_WHAT THE TASK ASKS:_ Two lines below mark the span: the one containing "[point] helicopter window" and the one containing "[point] person standing". Set down both, plus every line between, exactly as they stand, and nothing else.

'''

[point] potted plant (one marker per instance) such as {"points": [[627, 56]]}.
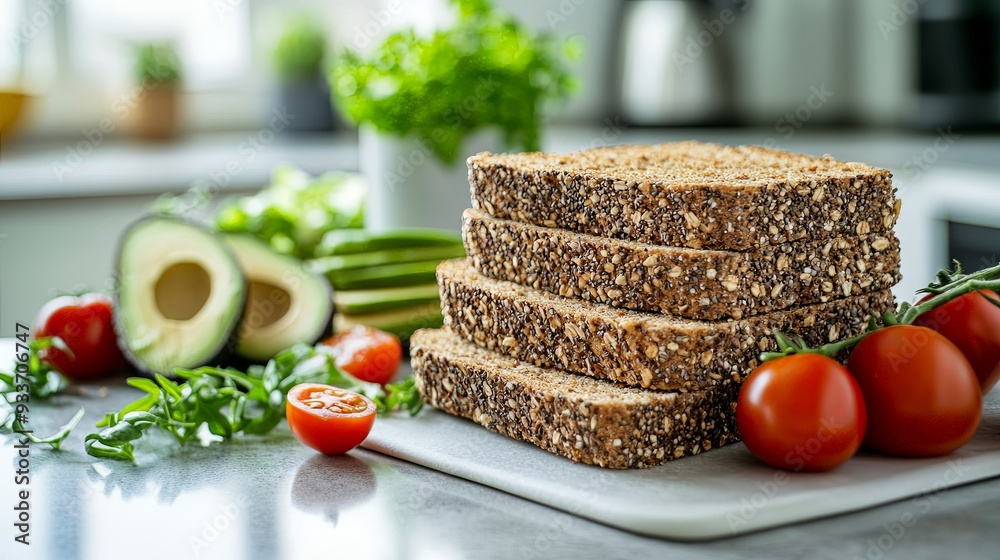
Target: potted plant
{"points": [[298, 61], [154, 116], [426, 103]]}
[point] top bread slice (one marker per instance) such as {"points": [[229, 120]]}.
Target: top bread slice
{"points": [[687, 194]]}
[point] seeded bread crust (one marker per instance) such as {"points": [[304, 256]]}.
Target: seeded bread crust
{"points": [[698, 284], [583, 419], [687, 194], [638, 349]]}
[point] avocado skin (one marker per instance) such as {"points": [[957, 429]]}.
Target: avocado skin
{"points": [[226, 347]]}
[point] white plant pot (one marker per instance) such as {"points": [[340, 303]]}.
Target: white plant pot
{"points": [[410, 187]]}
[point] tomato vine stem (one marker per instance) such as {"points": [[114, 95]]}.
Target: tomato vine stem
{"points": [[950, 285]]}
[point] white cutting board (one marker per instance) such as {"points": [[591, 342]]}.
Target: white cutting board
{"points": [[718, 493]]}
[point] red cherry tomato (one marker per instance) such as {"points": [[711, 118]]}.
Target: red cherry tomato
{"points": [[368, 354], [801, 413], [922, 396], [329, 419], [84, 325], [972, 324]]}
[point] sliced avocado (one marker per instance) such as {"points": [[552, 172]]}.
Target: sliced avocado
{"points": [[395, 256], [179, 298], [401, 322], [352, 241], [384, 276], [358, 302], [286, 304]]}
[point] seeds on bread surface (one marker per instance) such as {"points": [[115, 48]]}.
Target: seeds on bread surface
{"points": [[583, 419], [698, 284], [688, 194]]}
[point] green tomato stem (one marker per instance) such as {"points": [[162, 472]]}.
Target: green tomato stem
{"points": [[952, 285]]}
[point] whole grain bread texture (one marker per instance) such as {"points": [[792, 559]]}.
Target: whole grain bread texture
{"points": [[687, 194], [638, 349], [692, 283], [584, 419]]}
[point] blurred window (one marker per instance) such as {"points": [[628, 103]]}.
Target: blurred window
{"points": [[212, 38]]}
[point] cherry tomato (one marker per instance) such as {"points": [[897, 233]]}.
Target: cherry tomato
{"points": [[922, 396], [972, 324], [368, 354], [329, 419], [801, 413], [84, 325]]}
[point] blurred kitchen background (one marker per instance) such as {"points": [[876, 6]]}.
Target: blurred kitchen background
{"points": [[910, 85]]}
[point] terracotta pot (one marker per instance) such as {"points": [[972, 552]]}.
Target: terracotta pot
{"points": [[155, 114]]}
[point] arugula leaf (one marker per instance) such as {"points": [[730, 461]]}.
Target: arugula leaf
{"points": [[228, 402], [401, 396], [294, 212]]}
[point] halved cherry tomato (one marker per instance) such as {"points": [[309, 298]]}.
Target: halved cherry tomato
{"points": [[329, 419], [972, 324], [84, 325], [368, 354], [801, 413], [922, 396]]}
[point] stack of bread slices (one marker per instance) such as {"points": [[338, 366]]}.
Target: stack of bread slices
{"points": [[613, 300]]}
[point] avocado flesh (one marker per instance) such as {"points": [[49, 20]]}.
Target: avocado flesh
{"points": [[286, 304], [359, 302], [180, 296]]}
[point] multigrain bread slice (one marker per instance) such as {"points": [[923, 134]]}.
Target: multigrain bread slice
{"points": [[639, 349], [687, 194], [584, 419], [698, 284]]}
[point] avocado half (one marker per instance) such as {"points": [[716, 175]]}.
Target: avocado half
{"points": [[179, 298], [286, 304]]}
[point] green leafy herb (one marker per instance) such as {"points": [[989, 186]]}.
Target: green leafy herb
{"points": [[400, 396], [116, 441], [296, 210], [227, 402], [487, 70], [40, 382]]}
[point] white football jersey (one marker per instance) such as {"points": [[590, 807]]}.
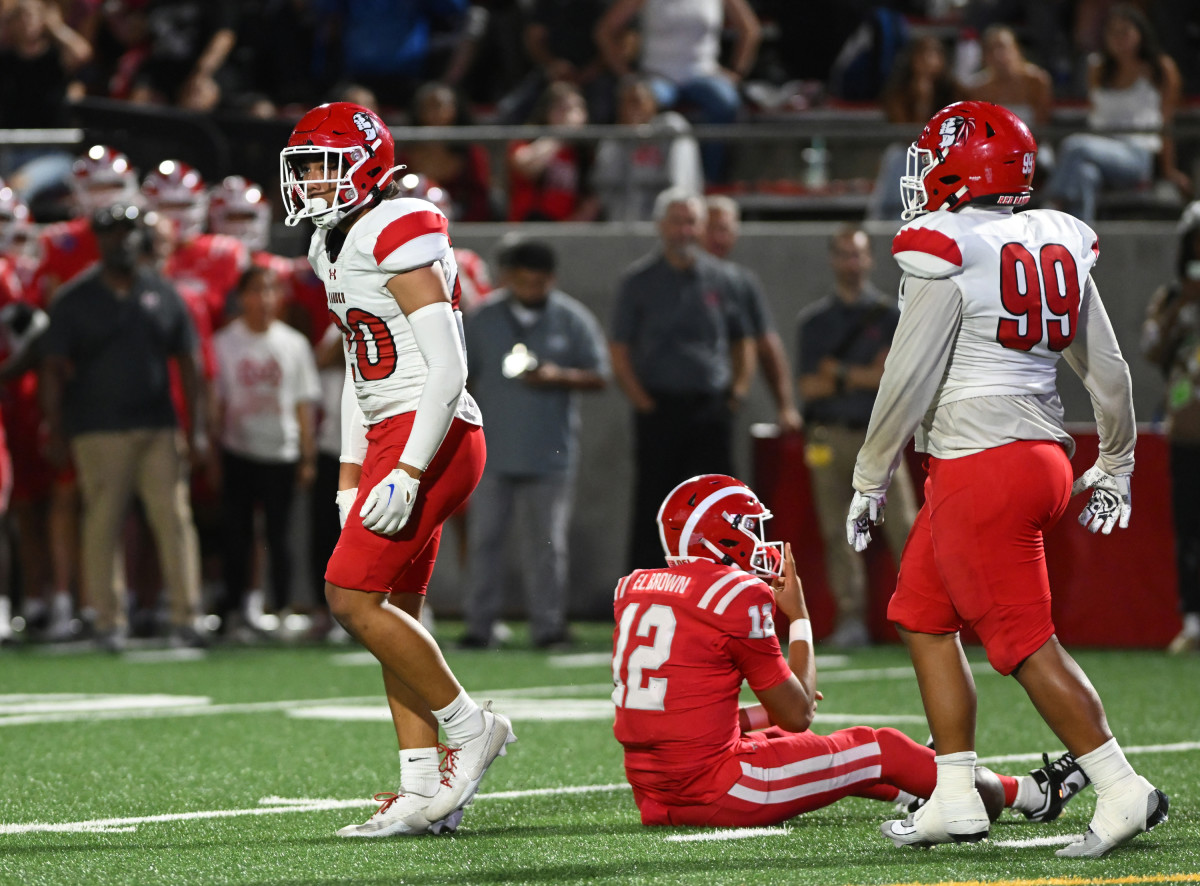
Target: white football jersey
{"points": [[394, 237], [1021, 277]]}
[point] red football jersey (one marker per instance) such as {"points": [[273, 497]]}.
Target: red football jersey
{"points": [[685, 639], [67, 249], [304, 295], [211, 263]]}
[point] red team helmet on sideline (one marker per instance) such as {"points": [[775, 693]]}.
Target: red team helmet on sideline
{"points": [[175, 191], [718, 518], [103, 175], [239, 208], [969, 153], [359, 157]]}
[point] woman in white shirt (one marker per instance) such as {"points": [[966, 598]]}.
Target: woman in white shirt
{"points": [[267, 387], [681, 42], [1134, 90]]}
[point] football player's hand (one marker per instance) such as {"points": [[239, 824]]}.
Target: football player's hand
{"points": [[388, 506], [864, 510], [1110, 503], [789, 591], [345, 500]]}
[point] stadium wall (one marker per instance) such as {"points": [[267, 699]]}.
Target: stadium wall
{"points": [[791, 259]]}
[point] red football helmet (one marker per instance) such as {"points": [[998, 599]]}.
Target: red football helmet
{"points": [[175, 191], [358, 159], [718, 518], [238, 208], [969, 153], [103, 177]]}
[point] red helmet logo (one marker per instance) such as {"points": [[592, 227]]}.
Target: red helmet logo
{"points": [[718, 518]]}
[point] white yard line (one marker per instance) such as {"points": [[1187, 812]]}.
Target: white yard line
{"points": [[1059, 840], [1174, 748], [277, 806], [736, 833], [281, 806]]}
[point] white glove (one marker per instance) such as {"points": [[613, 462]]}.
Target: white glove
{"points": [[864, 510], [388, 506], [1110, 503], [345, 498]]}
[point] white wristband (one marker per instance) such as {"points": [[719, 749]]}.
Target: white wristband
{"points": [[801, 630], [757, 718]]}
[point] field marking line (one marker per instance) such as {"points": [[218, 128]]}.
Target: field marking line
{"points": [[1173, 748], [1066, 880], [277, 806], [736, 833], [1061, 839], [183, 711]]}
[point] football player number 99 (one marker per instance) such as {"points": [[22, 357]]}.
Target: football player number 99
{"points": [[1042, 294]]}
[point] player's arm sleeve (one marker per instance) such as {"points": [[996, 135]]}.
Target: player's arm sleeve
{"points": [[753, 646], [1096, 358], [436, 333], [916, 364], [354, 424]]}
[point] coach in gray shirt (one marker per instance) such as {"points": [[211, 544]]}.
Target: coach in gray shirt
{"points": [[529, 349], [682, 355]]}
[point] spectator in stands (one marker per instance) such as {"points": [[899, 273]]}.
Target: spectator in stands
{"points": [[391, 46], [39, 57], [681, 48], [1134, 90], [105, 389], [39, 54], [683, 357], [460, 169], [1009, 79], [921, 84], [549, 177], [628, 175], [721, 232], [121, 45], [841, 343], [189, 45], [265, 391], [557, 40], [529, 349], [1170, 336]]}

'''
'''

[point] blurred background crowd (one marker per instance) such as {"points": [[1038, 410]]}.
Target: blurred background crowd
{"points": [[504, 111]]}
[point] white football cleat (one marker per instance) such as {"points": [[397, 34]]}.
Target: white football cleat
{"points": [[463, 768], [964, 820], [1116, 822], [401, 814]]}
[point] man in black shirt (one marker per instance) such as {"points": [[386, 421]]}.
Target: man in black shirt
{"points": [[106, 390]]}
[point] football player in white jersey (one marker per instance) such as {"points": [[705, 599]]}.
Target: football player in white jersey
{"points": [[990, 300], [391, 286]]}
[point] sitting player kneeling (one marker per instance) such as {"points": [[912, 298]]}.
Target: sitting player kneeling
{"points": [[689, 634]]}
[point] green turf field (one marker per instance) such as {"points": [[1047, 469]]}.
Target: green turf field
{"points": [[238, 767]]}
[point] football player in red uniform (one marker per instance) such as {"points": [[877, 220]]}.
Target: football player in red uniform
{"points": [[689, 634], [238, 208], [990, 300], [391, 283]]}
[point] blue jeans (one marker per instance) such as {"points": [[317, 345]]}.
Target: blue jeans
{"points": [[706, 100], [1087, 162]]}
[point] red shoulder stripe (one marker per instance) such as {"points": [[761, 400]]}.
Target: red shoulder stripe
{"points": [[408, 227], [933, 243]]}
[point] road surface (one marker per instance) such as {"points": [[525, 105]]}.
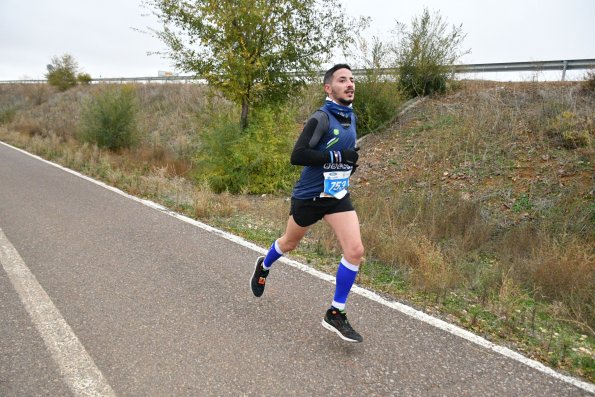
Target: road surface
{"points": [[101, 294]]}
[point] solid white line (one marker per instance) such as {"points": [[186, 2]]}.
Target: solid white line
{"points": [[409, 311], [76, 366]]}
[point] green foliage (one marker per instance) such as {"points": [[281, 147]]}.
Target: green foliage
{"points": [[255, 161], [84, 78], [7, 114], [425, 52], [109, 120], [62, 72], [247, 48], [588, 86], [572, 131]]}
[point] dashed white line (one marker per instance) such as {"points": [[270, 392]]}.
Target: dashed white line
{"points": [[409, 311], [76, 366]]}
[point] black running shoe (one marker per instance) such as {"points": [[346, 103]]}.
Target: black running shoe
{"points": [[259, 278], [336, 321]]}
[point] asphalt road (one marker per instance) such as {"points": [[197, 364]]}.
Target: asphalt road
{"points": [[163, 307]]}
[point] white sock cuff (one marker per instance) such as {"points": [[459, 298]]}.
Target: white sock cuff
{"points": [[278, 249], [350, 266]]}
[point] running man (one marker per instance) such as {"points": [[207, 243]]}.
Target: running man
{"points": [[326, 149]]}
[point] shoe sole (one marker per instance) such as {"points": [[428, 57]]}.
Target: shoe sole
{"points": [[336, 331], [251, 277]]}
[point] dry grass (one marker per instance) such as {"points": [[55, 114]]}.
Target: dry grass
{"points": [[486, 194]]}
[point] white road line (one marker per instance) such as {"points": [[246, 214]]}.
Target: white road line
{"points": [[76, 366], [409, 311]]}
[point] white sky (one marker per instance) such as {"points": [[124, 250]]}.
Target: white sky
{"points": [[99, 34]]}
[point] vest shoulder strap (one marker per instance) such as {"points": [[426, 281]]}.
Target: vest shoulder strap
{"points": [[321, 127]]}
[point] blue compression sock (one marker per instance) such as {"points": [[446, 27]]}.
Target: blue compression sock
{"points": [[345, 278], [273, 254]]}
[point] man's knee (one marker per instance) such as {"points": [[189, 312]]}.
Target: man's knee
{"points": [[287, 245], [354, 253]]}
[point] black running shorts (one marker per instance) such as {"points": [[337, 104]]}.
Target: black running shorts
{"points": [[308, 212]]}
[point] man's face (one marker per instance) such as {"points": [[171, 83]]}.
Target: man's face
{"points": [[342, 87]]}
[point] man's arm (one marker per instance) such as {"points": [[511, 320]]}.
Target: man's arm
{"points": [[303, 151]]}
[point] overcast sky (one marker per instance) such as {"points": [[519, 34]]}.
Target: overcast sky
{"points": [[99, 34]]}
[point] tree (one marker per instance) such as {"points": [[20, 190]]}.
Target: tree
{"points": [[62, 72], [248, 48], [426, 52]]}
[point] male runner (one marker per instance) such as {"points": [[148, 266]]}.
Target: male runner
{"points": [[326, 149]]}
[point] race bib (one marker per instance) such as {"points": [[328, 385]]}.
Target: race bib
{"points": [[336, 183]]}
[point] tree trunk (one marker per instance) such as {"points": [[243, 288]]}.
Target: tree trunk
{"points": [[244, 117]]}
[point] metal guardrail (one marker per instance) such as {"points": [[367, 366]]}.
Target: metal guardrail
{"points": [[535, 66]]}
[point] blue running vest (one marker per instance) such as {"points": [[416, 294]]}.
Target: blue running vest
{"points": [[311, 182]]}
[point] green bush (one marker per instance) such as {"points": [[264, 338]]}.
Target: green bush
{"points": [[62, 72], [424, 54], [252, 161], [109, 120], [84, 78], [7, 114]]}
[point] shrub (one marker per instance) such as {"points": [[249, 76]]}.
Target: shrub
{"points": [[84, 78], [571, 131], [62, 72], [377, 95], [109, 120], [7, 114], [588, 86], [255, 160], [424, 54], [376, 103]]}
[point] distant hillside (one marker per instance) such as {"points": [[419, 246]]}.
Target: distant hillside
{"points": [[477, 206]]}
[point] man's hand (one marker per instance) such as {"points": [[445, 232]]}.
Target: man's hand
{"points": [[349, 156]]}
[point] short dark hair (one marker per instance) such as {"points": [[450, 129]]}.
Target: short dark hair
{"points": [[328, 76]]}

'''
'''

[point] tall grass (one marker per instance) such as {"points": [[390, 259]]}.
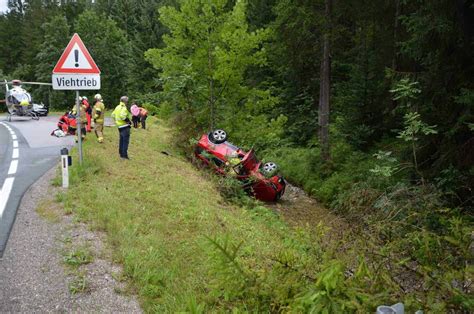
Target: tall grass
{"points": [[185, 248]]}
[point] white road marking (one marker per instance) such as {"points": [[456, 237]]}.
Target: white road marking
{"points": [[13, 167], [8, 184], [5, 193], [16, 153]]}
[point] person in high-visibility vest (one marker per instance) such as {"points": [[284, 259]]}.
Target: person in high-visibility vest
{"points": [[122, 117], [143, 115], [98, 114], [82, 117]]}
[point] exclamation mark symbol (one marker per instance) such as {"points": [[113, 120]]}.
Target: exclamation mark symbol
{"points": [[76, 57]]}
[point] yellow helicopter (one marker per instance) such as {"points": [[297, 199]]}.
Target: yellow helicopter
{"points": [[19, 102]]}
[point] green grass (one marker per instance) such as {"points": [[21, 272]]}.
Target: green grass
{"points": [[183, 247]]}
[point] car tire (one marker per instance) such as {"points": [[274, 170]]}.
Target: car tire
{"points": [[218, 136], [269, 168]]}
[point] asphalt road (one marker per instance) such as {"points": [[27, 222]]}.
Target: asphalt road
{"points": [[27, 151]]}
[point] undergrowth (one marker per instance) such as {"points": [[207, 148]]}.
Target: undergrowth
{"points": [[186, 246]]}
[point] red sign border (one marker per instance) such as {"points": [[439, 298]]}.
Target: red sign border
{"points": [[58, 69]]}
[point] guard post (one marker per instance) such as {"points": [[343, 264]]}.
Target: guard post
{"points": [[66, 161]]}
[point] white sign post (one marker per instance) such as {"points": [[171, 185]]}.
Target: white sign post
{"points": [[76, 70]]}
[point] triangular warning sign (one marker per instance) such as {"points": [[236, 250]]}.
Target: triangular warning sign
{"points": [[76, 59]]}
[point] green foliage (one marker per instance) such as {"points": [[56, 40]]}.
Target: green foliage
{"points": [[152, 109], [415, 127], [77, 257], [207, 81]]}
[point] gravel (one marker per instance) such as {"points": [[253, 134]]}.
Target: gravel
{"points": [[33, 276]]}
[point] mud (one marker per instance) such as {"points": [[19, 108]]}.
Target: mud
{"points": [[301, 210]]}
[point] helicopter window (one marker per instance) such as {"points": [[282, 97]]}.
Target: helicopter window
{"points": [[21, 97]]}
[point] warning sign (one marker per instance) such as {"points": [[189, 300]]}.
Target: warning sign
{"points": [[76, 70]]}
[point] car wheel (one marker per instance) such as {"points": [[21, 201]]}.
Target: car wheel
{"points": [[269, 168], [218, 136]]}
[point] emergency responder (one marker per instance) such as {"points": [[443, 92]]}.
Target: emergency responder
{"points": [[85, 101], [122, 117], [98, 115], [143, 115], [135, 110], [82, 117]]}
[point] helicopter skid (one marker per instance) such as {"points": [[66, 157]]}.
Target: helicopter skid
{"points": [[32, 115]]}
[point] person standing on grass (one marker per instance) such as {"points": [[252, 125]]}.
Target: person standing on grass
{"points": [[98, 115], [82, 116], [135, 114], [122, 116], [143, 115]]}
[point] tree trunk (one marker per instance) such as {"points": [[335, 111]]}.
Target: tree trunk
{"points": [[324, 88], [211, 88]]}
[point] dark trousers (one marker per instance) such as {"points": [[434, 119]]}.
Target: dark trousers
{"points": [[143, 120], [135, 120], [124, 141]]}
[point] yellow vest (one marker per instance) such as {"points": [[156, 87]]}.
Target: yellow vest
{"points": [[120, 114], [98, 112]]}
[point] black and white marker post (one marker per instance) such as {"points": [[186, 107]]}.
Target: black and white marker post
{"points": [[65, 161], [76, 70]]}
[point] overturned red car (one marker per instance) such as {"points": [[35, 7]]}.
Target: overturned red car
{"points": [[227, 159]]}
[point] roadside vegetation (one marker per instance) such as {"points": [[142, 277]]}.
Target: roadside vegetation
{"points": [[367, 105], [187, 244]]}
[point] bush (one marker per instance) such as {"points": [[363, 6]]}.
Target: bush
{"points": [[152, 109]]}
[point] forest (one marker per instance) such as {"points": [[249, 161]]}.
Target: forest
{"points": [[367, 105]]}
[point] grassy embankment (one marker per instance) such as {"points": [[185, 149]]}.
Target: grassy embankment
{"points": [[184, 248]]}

'''

_RESULT:_
[point] helicopter window (one marker per instance) such as {"points": [[282, 97]]}.
Target: helicopter window
{"points": [[21, 97]]}
[point] warning sign (one marker per instance) such as {"points": [[189, 300]]}.
Target: warning sign
{"points": [[76, 70]]}
[point] car wheel (one marker per instance) such as {"points": [[21, 201]]}.
Target: car wheel
{"points": [[269, 168], [218, 136]]}
[point] emergency responder (one marker per instance) such as {"points": [[443, 92]]}.
Target: emergency responder
{"points": [[85, 101], [122, 117], [98, 115], [143, 115], [135, 110], [82, 117]]}
[point] helicopter skid (one marker per instance) such as {"points": [[66, 157]]}.
Target: helicopter skid
{"points": [[32, 115]]}
[point] person standing on grass (one marker per instance) such as {"points": [[252, 125]]}.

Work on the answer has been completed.